**MATERIALS PROVIDED**
_ _ _

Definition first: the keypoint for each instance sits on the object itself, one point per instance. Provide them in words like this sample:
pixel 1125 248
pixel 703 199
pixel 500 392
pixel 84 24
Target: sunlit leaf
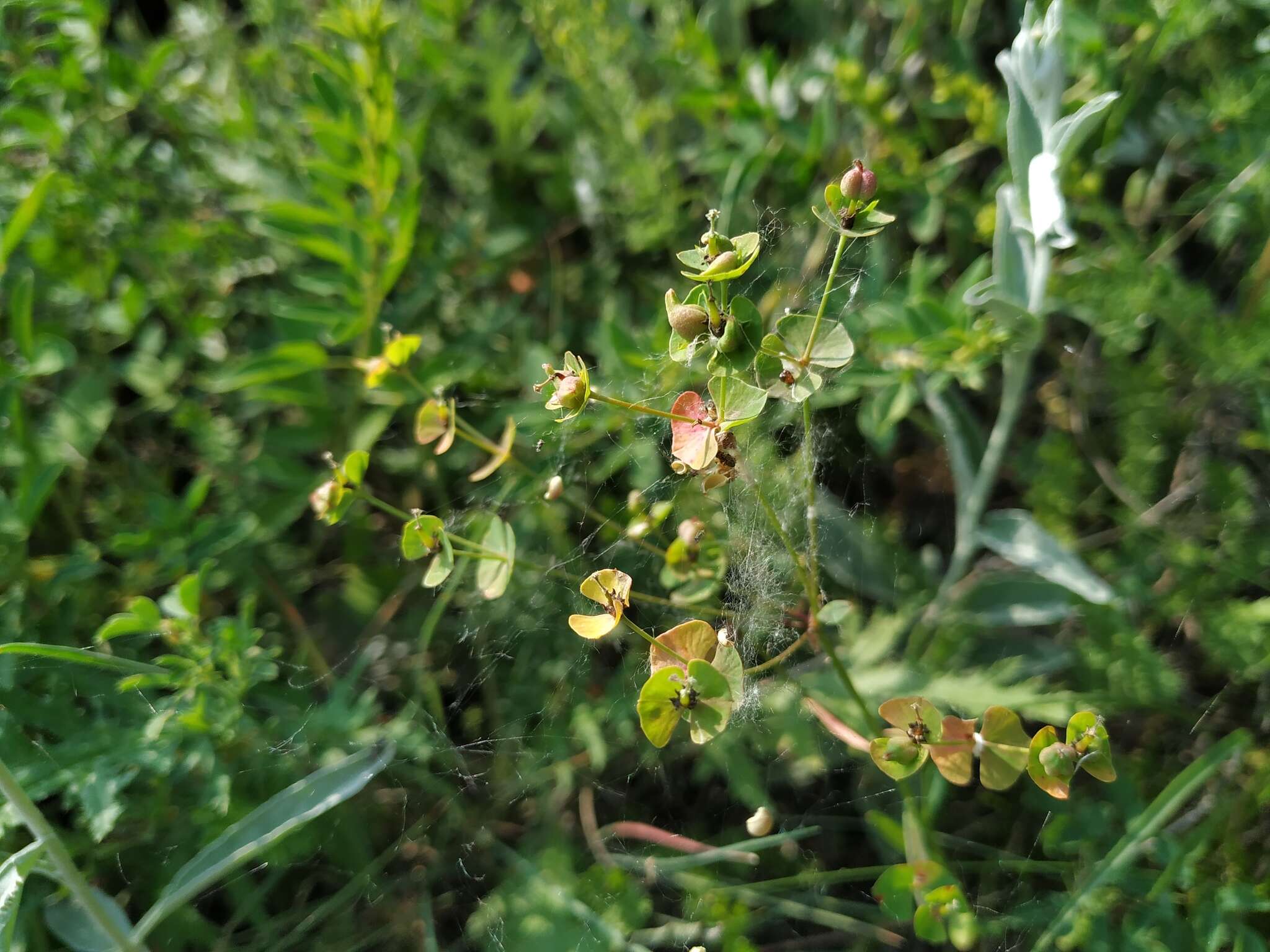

_ _ _

**GOAL**
Update the lines above by replacing "sunlit leaf" with "shaded leaf", keeping everything else unchanged. Leave the pictures out of your answer.

**EXERCISE OUTPUT**
Definition first: the keypoint for each instance sits on the object itself, one point per instance. Provide them in words like this sample:
pixel 1125 248
pixel 703 199
pixel 500 392
pixel 84 24
Target: shaded leaf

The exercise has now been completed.